Вагнеру очевидно мало дела до того, будут ли отныне композиторы сочинять по-вагнеровски, и вообще будут ли они сочинять. Он даже делает все возможное, чтобы разрушить ту губительную веру, будто к нему должна еще примкнуть новая школа композиторов. Поскольку он оказывает непосредственное влияние на музыкантов, он старается научить их искусству великого исполнения. Он полагает, что наступила пора в развитии искусства, когда настойчивое стремление стать дельным мастером изображения и исполнения гораздо ценнее, чем капризная прихоть во что бы то ни стало "творить" самому, ибо это творчество на той ступени, которой достигло искусство, роковым образом ведет к тому, что действительно великое опошляется в своих действиях от постоянного применения его без разбора, и средства и приемы гения тратятся при ежедневном пользовании ими. Даже хорошее в искусстве излишне и вредно, если оно основано на подражании лучшему. Вагнеровские цели и средства составляют одно неразрывное целое, и требуется лишь простая художественная честность, чтобы почувствовать всю недобросовестность подражания его приемам в совершенно других, более мелких целях.

Если Вагнер, таким образом, не хочет иметь ничего общего с толпой сочиняющих по-вагнеровски музыкантов, то тем настоятельнее он выдвигает перед всеми талантливыми людьми новую задачу - отыскать вместе с ними законы стиля драматической передачи. Настоятельнейшая необходимость влечет его установить для своего искусства традицию стиля, которая дала бы возможность erо произведениям сохраниться в чистом виде, пока они не достигнут того будущего, к которому они предназначены своим творцом.

_ЗАДАНИЕ_.
Напишите продолжение отрывка о Вагнере и традиции стиля, начиная сразу после его последнего предложения. Строки, помещённые далее, взяты из другого источника и к отрывку не относятся.

_ИСХОДНЫЕ ДАННЫЕ_.
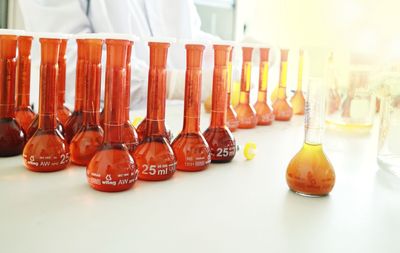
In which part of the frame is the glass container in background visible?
[0,29,25,157]
[23,34,69,172]
[326,53,376,129]
[15,33,36,133]
[378,77,400,176]
[286,49,335,197]
[86,34,137,192]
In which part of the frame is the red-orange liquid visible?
[23,38,69,172]
[15,36,35,133]
[286,143,335,196]
[57,39,71,126]
[86,39,138,192]
[171,44,211,171]
[203,45,236,163]
[70,39,103,166]
[134,42,176,181]
[235,47,257,129]
[0,34,25,157]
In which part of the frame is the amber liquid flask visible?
[0,29,25,157]
[203,44,236,163]
[15,34,36,133]
[86,35,138,192]
[226,48,239,132]
[23,34,69,172]
[134,41,176,181]
[272,49,293,121]
[65,35,88,143]
[171,44,211,171]
[290,50,305,115]
[254,48,274,126]
[235,47,257,129]
[123,41,139,156]
[57,38,71,126]
[286,56,335,196]
[69,34,103,166]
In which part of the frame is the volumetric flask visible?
[0,29,25,157]
[86,34,137,192]
[23,34,69,172]
[171,43,211,171]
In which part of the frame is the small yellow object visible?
[132,116,143,127]
[243,142,257,160]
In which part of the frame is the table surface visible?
[0,101,400,253]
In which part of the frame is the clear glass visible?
[57,39,71,126]
[134,42,176,181]
[0,31,25,157]
[272,49,293,121]
[290,49,305,115]
[23,38,69,172]
[69,39,103,166]
[286,78,335,196]
[15,36,36,133]
[326,54,376,130]
[203,45,236,163]
[254,48,274,126]
[86,39,138,192]
[235,47,257,129]
[171,44,211,171]
[378,82,400,176]
[65,39,88,143]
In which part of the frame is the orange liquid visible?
[286,143,335,196]
[290,91,306,115]
[86,144,137,192]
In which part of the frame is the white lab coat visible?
[18,0,216,110]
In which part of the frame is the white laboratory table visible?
[0,101,400,253]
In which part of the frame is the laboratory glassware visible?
[0,29,25,157]
[86,34,138,192]
[57,38,71,126]
[123,41,139,156]
[15,33,36,133]
[225,48,239,132]
[272,49,293,121]
[23,34,69,172]
[171,43,211,171]
[254,48,274,126]
[203,43,236,163]
[235,46,257,129]
[290,49,305,115]
[286,49,335,196]
[377,79,400,176]
[69,34,103,166]
[134,39,176,181]
[65,35,88,143]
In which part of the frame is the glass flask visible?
[86,34,138,192]
[286,50,335,196]
[69,34,103,166]
[378,76,400,176]
[235,46,257,129]
[134,40,176,181]
[225,48,239,132]
[254,48,274,126]
[0,29,25,157]
[272,49,293,121]
[65,35,88,143]
[171,44,211,171]
[290,49,305,115]
[203,44,236,163]
[23,34,69,172]
[15,33,35,133]
[123,41,139,156]
[57,38,71,126]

_ОТВЕТ К ЗАДАНИЮ_.
Вагнер обладает ненасытным стремлением сообщить все, что имеет отношение к этому обоснованию стиля и тем самым к дальнейшему существованию его искусства. Сделать свое произведение, говоря словами Шопенгауэра, священным вкладом, и истинный плод своего существования - достоянием человечества, завещать их правильнее судящему потомству, - это стало для него высшей и первой целью, ради нее он нес терновый венец, который со временем превратится в лавровый. На сбережении и охранении своего создания он сосредоточил все свои стремления так же решительно, как насекомое в последней стадии своего развития прилагает все старания, чтобы охранить свои яички и обеспечить свое потомство, которого оно никогда не увидит. Оно кладет яички там, где оно уверено, что они найдут жизнь и питание, - и спокойно умирает.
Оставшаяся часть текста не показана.